◆ Objective
Transcribe the tail of the listing: start at the line containing "of the light" and stop after the last line, keeping every character as is and adding nothing.
[Start of Supplied entries]
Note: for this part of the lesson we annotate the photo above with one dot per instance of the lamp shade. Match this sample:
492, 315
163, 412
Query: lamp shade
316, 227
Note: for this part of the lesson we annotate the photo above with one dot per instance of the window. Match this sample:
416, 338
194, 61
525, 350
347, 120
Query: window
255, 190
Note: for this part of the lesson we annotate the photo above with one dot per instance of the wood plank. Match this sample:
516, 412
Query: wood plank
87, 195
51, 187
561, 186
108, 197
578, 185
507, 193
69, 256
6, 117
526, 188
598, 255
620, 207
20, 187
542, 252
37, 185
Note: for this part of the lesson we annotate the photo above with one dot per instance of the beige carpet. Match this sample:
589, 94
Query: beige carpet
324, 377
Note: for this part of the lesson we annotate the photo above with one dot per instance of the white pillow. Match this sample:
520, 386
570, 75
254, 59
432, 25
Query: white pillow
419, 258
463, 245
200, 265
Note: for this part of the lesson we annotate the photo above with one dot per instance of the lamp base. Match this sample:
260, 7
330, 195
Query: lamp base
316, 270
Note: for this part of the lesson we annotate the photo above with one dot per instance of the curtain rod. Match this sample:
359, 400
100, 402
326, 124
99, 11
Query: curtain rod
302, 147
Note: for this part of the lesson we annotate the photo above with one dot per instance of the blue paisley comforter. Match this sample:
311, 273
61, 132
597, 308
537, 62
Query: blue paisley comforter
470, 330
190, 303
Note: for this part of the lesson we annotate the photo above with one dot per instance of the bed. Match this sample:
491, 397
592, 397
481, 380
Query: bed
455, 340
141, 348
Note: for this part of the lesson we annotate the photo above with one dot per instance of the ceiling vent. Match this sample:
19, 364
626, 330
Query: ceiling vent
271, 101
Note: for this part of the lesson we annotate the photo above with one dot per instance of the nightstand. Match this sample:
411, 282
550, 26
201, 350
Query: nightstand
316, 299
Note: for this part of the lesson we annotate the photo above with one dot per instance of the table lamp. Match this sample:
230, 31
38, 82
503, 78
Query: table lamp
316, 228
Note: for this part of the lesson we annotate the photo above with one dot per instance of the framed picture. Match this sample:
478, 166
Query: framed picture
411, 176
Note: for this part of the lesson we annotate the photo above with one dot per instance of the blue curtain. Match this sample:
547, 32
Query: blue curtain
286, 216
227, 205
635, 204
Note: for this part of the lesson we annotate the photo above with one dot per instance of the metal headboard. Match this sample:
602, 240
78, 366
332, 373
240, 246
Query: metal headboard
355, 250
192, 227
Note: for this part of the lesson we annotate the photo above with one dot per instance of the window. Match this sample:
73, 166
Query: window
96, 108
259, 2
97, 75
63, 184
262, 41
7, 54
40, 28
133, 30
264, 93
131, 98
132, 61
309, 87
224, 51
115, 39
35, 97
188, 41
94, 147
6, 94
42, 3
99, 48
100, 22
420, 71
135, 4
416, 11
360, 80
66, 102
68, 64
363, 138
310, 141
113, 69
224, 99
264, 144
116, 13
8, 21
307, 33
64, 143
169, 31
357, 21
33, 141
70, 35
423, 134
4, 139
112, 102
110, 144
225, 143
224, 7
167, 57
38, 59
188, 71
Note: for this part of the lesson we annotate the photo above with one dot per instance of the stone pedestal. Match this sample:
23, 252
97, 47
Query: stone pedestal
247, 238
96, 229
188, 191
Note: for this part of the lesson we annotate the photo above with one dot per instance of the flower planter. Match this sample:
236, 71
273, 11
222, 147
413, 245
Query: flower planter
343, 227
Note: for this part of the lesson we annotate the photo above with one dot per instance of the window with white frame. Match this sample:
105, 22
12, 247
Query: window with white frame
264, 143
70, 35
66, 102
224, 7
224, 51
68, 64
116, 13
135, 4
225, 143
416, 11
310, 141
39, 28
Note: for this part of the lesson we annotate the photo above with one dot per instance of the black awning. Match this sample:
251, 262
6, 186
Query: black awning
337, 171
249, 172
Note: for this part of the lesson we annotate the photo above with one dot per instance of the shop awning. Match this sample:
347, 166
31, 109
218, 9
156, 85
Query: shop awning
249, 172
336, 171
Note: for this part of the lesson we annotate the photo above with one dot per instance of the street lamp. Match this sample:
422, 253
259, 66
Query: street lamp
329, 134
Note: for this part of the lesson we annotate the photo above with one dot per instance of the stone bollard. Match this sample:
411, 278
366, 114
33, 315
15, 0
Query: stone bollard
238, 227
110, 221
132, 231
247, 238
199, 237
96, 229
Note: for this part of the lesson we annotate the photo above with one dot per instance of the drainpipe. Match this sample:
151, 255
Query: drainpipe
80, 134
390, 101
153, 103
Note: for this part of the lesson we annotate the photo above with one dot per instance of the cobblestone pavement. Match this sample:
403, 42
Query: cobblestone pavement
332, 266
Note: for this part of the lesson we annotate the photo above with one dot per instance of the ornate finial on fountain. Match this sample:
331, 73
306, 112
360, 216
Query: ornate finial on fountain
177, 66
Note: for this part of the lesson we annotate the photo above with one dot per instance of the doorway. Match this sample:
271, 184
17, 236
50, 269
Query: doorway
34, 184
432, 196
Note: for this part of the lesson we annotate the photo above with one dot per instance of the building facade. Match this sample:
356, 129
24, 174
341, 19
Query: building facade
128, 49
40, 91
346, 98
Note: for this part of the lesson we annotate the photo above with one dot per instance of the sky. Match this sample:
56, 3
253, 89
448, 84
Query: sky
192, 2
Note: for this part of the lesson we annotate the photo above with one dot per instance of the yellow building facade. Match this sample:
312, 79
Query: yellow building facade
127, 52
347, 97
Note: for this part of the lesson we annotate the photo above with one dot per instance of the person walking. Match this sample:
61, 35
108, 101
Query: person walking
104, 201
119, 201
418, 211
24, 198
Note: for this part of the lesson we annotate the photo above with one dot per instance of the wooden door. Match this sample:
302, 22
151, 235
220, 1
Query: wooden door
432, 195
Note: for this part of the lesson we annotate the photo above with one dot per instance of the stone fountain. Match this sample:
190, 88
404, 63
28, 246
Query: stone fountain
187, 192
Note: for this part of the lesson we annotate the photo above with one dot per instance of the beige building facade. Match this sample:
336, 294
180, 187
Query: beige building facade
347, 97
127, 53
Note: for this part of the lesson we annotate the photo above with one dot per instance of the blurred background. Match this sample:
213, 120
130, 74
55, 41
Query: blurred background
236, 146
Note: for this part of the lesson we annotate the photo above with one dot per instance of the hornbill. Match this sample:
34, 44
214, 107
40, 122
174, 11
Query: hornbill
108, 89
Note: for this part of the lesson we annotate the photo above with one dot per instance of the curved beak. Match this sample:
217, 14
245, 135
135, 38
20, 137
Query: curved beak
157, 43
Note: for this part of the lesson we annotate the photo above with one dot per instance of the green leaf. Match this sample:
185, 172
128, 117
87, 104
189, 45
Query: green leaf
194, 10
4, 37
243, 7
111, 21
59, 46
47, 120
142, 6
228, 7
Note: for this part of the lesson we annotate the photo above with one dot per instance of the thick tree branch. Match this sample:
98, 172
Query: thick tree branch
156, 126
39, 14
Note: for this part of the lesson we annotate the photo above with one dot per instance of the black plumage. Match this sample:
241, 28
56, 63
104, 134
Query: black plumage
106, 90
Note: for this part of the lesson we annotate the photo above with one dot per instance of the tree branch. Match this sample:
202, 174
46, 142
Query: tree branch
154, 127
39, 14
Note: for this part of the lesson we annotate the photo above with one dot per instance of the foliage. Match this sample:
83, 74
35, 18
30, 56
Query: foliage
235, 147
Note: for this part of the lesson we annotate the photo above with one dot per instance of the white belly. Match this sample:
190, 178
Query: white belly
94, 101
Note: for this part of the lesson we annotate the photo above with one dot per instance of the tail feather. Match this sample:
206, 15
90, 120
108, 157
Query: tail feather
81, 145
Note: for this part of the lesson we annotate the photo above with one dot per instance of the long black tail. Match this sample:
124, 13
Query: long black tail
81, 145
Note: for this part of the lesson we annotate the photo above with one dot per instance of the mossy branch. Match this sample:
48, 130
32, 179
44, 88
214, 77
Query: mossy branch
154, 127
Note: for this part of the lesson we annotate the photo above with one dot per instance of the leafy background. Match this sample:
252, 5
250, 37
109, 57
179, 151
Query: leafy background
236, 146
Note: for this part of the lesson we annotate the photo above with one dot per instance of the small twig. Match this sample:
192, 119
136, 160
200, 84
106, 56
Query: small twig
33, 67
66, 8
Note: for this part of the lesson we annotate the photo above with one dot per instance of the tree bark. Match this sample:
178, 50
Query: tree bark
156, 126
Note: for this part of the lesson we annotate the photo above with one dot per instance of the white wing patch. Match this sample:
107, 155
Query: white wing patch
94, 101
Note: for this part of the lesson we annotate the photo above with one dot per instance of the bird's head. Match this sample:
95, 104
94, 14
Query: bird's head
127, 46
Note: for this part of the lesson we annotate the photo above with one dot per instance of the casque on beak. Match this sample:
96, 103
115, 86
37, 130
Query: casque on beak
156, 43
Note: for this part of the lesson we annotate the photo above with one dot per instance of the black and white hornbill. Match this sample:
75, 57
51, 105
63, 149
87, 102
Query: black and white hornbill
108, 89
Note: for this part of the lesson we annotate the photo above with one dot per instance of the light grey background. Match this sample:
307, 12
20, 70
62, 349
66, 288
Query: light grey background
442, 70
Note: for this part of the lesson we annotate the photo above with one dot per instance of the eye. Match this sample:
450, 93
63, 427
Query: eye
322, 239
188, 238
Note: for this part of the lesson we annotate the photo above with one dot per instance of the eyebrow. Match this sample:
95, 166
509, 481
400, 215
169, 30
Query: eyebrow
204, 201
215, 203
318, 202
[End of Supplied entries]
◆ Answer for the task
Note: for this part of the lesson we annotate the photo above with one dot per instance of the light grey background. Match this sample:
307, 12
20, 70
62, 349
66, 288
Query: light grey background
442, 70
Note: for this part of the lesson we annotate the photo above with one dot per instance of the eye. Match this sample:
450, 93
63, 427
Query: eye
322, 239
188, 238
Note: for this part of the lesson we annotate the photo above with one dot per instance of the eyebrow. Match this sample:
95, 166
509, 481
400, 215
169, 30
Query: eyebrow
204, 201
215, 203
318, 202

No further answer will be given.